[INPUT FOR THIS TASK]:
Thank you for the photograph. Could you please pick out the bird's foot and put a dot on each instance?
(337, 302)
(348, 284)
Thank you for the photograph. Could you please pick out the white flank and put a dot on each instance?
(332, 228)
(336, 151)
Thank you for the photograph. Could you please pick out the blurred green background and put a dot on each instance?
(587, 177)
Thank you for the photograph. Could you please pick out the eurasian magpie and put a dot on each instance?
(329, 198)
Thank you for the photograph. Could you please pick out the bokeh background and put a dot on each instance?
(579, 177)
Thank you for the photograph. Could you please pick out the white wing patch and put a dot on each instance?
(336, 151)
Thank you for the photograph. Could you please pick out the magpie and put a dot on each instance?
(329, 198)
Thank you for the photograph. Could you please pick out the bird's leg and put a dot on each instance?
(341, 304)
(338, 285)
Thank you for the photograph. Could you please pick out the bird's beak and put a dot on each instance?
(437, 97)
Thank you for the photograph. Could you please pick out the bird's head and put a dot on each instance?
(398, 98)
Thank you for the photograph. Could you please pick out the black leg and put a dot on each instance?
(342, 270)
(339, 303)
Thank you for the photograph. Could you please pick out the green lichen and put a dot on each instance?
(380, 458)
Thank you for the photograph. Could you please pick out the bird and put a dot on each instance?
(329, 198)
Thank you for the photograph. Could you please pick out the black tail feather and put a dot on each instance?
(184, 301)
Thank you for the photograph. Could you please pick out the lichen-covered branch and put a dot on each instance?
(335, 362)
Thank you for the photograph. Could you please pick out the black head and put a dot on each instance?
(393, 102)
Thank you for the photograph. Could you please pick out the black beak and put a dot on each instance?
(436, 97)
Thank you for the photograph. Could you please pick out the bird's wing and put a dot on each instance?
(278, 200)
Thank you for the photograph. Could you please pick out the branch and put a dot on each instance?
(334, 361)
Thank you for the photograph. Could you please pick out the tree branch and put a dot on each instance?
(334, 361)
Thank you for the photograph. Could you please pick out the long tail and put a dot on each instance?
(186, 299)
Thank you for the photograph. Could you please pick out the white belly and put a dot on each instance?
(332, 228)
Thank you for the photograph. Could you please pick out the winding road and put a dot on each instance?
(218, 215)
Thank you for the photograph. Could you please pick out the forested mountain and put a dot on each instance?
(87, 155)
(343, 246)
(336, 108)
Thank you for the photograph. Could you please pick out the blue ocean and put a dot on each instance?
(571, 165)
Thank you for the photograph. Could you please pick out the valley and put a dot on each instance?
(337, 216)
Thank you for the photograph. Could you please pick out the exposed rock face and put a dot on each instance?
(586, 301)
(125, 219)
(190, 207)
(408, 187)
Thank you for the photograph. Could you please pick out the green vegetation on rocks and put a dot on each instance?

[TASK DIRECTIONS]:
Could you render all of the items above as a numbered list, one line per entry, with blank lines left out?

[EXERCISE OUTPUT]:
1. Thank you for the photograph. Could you please pick out the bird's foot and put a dot on each instance?
2. (337, 302)
3. (348, 284)
4. Thank you for the photograph. Could you please pick out the white flank and put a dot on each instance?
5. (332, 228)
6. (336, 151)
7. Thank you for the photograph. Could you please pick out the blurred green background and put a dot on each instance?
8. (587, 177)
9. Thank you for the photograph. Could you please pick out the eurasian magpie and put a dot on each instance?
10. (329, 198)
11. Thank you for the photograph. Could you please pick out the bokeh background and put a dot on each instance?
12. (579, 177)
13. Thank you for the photograph. Could you please pick out the white wing patch and put a dot on each instance?
14. (336, 151)
15. Thank you for the photograph. Could you please pick out the magpie and put a dot on each instance?
16. (329, 198)
17. Thank you for the photograph. Could you please pick out the bird's leg and put a dot on each instance?
18. (341, 304)
19. (338, 285)
20. Thank you for the photograph. Could you please pick out the bird's beak and put a dot on each instance?
21. (437, 97)
22. Thank you for the photograph. Could you please pick out the bird's head and put a dot on each instance?
23. (398, 98)
24. Thank you for the photograph. Could you please pick out the black leg and put a dot on each instance?
25. (342, 270)
26. (339, 303)
27. Thank you for the photograph. Could you please pick out the green lichen and put a dot on each instance?
28. (380, 458)
29. Thank you for the photograph. Could you please pick out the bird and put a dot on each instance?
30. (329, 198)
31. Thank you for the photograph. Could you please pick out the black tail feather and put a dot on each instance?
32. (184, 301)
33. Thank you for the photograph. Could you please pick out the lichen-covered branch and put a dot on each instance?
34. (335, 362)
35. Thank you for the photograph. Could you please pick out the black head and put a dot on each instance?
36. (393, 102)
37. Thank you for the photograph. Could you please pick out the black beak and put a dot on each instance?
38. (436, 97)
39. Thank you for the photograph. Could you please pick out the bird's wing and put a dot on each instance?
40. (278, 200)
41. Thank you for the photograph. Could you please pick out the branch and put a dot on each instance?
42. (334, 361)
43. Thank you for the photograph. Could you please pick out the tree branch and put a dot on each instance?
44. (334, 361)
45. Thank you for the photograph. Could you please pick out the long tail and put a dot on each instance?
46. (186, 299)
47. Thank you for the photograph. Could you please pick out the white belly and put a dot on each instance?
48. (332, 228)
49. Thank you for the photograph. Could you please pick out the winding road and put a dot on each instance?
50. (218, 215)
51. Thank you for the photograph. Could you please pick out the forested mountain and put a dot on each instance?
52. (87, 155)
53. (343, 246)
54. (336, 108)
55. Thank you for the photograph. Could you please pick out the blue ocean and put a dot on each instance?
56. (571, 165)
57. Thank you for the photograph. Could you please pick out the valley and put a dot on each instance?
58. (337, 216)
59. Thank you for the photograph. Could you please pick out the exposed rock face and put a dot on each instance?
60. (586, 301)
61. (125, 219)
62. (190, 207)
63. (408, 187)
64. Thank you for the photograph. Could you please pick out the green vegetation on rocks and put a dot on each instance?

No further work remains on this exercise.